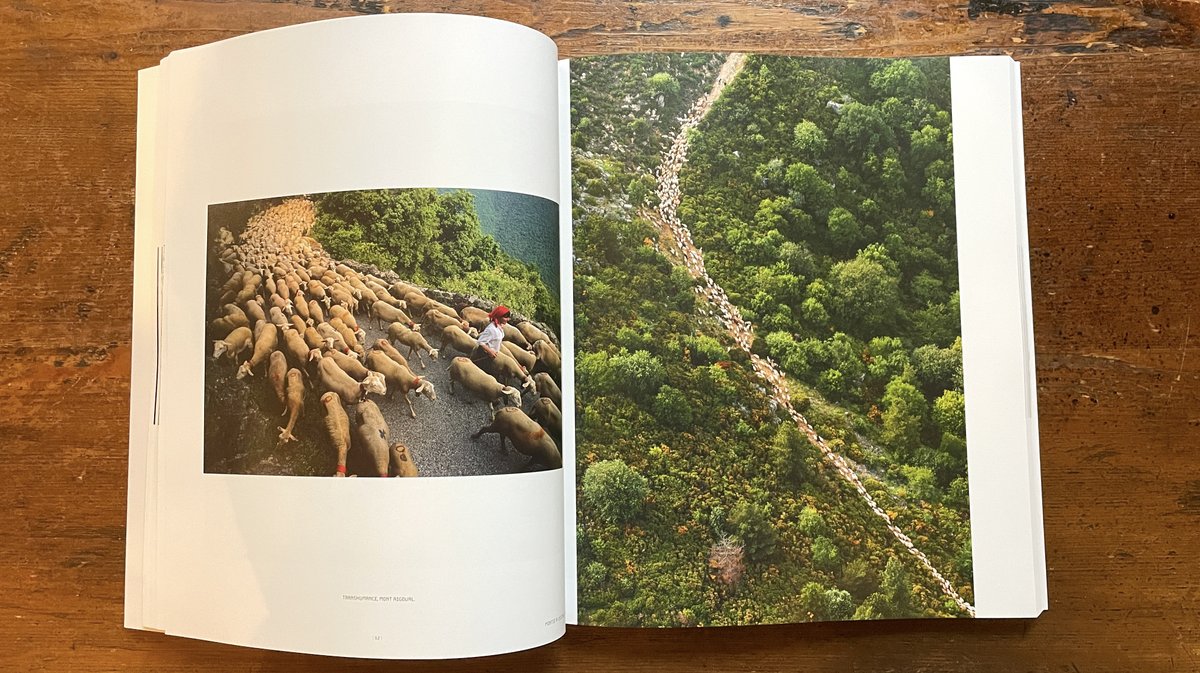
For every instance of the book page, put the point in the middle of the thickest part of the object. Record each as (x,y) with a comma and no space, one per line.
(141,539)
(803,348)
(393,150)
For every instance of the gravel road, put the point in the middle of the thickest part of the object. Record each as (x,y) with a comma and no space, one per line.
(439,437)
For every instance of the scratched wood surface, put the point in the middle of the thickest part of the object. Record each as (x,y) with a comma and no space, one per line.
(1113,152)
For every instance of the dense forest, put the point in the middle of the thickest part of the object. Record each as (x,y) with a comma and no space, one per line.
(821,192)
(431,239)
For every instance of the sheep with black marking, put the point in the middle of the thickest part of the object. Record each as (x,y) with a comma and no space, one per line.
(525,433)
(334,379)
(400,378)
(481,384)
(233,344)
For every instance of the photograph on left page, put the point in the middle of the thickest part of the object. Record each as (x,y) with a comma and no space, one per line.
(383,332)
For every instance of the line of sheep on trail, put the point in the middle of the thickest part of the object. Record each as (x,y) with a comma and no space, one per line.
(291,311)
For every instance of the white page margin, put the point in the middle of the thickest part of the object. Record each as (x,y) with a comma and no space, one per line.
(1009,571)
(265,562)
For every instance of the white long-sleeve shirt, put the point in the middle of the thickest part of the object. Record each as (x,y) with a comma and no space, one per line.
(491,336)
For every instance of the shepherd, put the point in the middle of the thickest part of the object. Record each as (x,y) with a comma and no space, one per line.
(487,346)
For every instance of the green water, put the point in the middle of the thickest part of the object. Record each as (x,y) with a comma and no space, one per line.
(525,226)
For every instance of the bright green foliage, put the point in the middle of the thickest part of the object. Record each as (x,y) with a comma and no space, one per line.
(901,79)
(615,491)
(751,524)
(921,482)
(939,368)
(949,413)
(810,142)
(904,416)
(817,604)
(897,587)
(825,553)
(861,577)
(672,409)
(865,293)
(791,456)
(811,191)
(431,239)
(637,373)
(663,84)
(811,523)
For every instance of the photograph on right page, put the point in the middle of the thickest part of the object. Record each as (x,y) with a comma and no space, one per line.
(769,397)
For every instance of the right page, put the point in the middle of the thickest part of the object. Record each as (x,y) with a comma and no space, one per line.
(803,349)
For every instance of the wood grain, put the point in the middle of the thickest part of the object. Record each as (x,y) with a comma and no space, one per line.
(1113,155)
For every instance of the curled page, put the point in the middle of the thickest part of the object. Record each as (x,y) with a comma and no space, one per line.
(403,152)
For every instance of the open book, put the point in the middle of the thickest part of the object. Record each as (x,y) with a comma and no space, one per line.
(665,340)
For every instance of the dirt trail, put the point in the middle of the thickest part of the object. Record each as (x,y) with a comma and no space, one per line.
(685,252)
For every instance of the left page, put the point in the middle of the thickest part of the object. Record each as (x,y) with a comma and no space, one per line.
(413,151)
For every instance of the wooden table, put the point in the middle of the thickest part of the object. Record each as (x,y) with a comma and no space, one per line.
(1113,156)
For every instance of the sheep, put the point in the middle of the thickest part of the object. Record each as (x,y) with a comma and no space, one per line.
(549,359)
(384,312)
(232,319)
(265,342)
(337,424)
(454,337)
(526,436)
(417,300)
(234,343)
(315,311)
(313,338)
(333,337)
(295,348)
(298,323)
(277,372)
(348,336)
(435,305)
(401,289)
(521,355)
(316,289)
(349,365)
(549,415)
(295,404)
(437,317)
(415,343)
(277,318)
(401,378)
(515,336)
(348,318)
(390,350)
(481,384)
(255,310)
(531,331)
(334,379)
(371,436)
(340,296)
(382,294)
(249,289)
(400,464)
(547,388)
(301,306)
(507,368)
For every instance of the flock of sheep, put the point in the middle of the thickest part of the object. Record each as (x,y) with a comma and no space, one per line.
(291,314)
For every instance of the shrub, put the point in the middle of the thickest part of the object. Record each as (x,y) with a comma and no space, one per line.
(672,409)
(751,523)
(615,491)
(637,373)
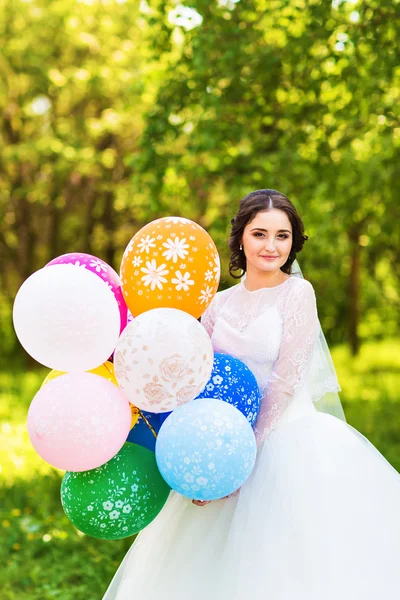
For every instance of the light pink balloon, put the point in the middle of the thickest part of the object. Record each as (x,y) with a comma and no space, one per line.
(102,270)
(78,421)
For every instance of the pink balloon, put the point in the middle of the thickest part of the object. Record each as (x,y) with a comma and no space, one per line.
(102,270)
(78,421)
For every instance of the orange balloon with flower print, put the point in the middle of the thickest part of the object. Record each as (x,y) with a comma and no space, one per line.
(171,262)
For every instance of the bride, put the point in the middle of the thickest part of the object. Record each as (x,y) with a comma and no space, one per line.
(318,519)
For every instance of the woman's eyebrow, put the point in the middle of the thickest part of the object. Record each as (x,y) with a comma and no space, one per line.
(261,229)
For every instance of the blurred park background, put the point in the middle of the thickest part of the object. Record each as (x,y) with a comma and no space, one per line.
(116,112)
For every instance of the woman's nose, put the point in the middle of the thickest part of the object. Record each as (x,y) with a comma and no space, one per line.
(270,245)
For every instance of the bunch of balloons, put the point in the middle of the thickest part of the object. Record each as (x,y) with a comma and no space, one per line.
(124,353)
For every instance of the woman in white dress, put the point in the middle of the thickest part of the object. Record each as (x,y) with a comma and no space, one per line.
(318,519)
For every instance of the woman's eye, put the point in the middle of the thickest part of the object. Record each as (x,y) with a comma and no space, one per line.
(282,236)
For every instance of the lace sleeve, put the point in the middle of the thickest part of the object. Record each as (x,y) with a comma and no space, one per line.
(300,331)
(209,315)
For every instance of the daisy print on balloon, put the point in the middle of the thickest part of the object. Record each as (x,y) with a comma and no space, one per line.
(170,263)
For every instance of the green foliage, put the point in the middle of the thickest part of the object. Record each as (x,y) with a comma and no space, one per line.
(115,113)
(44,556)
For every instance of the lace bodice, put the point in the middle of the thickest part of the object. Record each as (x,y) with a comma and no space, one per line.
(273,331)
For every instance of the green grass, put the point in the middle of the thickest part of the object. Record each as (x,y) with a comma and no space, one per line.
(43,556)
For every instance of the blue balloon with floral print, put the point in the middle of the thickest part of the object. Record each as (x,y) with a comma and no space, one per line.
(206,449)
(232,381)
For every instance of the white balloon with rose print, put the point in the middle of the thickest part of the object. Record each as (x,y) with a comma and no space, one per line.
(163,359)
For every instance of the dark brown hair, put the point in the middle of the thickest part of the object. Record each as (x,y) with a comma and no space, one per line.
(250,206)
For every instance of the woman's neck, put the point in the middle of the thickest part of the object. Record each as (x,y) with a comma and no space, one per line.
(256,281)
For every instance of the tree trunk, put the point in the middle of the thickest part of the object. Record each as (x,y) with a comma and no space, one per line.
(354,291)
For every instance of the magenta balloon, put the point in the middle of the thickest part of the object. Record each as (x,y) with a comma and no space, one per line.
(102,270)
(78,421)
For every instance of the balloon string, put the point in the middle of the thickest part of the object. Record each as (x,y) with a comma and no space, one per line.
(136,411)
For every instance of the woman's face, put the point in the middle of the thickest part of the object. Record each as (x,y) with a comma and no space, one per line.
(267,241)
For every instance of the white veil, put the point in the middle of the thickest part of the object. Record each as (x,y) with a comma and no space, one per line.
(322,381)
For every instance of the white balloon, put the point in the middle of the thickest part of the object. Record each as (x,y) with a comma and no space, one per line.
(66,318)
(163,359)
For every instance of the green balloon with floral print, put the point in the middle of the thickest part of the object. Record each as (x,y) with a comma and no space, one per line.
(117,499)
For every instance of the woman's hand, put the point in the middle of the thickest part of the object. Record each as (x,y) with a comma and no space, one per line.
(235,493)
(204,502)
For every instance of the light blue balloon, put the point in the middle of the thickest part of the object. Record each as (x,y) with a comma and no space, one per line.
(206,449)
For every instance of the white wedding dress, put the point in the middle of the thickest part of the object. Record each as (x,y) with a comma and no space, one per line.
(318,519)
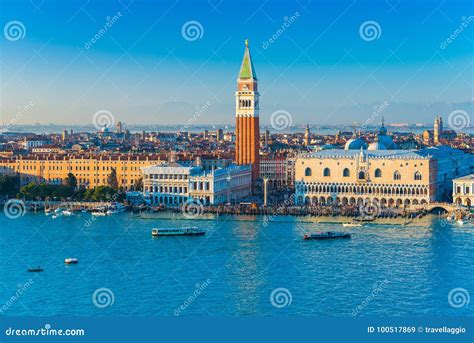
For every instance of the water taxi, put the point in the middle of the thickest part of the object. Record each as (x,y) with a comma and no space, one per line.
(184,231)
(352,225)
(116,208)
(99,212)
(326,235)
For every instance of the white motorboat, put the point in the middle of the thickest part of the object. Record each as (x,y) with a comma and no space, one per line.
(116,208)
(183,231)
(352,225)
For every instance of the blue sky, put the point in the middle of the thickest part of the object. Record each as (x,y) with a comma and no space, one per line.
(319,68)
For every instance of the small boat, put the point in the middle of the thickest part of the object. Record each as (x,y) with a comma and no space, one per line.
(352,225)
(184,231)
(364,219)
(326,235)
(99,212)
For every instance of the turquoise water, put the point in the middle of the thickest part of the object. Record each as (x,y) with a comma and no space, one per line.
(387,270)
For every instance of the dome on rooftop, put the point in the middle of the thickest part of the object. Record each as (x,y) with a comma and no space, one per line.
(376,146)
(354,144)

----

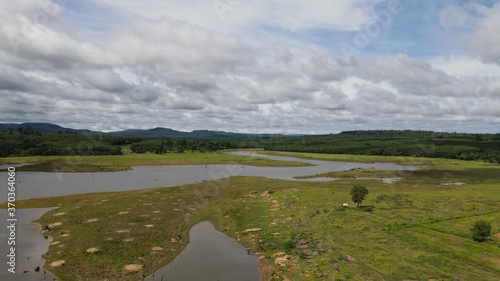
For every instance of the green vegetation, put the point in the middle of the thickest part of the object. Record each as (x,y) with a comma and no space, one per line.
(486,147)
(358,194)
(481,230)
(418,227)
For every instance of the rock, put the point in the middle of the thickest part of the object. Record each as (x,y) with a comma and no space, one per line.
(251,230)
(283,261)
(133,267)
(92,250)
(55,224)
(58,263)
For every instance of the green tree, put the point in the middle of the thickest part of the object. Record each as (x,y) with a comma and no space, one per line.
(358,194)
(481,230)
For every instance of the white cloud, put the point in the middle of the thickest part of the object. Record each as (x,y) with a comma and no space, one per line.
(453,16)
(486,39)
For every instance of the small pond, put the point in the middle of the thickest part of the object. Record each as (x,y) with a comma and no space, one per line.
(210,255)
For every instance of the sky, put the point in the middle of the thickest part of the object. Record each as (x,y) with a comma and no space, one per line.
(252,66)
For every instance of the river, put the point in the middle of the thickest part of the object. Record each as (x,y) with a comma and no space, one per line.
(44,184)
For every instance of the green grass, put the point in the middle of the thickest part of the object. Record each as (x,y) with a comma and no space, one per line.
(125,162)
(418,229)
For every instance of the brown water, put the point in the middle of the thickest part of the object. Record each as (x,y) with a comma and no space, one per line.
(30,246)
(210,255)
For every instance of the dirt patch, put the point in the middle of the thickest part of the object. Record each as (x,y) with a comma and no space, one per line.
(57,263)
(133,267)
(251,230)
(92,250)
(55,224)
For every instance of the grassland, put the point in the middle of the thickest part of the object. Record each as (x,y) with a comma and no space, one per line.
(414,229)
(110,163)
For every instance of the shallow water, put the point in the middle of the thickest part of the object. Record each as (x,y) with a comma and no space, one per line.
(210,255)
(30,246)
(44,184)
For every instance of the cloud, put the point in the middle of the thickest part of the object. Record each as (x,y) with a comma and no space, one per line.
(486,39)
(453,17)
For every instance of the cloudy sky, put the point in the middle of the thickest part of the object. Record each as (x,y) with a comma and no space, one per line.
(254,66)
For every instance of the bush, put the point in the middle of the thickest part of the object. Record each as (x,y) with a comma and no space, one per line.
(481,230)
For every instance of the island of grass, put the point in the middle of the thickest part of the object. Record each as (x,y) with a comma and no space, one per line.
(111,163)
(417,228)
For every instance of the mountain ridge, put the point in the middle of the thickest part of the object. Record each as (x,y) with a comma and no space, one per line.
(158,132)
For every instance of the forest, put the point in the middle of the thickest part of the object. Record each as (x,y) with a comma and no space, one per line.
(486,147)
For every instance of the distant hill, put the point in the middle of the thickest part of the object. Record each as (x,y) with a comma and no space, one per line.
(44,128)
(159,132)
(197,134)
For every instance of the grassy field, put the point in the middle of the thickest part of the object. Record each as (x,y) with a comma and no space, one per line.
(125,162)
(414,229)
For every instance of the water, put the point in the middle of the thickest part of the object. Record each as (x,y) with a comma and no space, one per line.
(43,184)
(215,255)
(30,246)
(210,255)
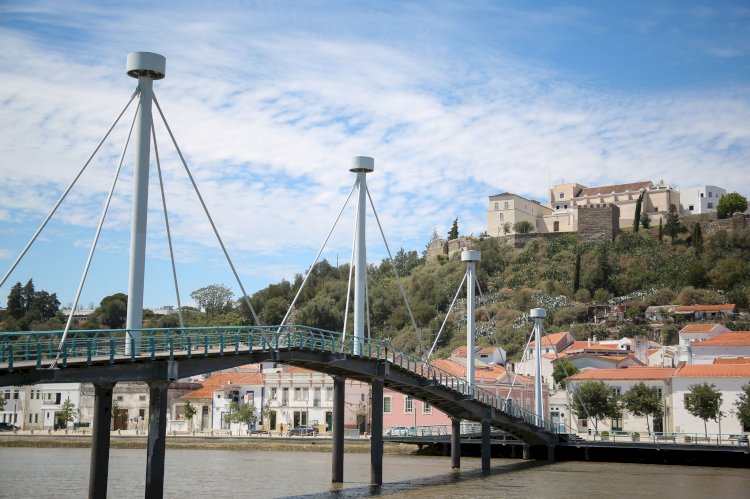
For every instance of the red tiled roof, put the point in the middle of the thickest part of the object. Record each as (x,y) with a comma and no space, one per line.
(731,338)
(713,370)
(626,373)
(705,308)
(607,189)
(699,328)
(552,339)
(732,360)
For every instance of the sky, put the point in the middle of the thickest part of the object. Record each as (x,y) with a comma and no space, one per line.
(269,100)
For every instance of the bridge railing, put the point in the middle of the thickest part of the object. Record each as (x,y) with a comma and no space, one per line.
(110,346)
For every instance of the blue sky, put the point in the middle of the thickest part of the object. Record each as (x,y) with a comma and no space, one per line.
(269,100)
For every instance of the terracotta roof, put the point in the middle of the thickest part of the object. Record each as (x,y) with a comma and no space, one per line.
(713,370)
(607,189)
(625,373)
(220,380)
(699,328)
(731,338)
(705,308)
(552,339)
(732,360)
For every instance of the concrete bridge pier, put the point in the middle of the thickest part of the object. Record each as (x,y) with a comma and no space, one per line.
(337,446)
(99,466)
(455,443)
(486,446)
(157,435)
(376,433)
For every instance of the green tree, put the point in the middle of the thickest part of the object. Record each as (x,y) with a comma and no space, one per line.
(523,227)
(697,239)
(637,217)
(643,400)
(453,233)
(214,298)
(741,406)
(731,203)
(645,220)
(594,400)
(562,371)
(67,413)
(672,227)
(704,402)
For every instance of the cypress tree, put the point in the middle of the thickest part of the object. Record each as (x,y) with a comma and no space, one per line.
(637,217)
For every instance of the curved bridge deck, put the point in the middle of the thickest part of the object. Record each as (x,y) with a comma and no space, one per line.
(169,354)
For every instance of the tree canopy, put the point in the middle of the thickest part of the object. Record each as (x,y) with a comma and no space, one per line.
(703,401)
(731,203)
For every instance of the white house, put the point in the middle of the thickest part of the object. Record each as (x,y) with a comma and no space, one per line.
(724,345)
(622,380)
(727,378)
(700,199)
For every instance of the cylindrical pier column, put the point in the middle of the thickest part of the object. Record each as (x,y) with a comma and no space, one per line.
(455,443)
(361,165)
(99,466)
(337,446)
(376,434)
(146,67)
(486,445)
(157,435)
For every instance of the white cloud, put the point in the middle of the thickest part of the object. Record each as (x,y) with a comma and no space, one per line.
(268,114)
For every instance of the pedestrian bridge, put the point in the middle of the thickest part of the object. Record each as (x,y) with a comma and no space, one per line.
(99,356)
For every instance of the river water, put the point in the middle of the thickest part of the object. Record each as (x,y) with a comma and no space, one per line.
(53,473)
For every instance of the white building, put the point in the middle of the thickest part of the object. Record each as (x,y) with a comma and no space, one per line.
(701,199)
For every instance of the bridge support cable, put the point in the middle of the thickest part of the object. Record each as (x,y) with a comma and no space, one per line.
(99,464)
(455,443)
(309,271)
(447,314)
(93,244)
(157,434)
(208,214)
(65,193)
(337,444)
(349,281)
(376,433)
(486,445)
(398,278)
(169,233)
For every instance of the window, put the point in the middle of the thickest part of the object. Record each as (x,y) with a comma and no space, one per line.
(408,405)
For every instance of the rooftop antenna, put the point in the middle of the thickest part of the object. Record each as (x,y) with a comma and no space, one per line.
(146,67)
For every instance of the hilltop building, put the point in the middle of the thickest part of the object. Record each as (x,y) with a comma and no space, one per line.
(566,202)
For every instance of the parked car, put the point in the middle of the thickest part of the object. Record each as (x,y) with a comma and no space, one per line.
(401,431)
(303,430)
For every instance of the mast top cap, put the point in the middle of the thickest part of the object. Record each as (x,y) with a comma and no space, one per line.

----

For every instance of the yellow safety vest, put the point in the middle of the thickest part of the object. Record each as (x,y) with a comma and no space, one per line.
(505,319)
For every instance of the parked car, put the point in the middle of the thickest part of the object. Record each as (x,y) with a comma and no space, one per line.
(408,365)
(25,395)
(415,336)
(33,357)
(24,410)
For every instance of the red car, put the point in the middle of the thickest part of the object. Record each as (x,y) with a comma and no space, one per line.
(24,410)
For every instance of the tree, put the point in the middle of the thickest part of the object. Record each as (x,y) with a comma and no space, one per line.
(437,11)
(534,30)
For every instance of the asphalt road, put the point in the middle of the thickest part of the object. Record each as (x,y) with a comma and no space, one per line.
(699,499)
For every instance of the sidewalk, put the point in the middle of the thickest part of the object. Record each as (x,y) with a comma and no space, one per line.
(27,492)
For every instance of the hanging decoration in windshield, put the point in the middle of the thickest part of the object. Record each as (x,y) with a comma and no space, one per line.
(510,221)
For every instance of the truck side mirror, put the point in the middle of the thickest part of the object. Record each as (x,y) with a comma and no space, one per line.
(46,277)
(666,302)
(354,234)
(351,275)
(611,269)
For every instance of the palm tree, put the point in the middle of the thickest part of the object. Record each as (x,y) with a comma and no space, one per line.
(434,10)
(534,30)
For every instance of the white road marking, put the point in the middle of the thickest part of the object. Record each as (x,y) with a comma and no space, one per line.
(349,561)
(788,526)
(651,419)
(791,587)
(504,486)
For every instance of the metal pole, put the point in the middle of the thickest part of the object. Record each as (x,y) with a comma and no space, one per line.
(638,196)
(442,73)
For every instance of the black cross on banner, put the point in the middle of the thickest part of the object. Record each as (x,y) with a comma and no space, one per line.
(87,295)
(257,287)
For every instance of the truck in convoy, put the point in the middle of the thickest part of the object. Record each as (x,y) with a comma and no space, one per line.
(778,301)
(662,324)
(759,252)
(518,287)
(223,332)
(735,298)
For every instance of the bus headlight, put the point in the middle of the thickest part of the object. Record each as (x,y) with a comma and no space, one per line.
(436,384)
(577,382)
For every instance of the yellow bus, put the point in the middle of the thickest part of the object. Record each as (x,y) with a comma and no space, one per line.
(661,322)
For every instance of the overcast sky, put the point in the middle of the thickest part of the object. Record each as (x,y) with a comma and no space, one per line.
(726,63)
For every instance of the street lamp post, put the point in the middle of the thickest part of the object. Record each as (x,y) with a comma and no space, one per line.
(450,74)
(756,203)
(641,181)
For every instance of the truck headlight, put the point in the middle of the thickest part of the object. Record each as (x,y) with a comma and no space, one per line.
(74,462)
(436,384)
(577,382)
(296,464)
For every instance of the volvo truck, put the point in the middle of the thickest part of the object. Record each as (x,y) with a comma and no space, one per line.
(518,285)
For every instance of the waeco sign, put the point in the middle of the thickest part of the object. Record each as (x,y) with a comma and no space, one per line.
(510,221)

----

• **WRITTEN REQUEST**
Which lines in the data above contain the string "pier"? Return every one of them in full, treating uppercase and lowercase as different.

• **RESPONSE TO THE EXERCISE**
For every instance of the concrete bridge pier, put the point in the middle of the thickest part of the object. Record each as (x,y) with a comma and no space, one per line.
For every instance of the cylindrical pier column, put the point in the middle of the thickest part of the object. Record each as (x,y) with a comma and no space, one per line.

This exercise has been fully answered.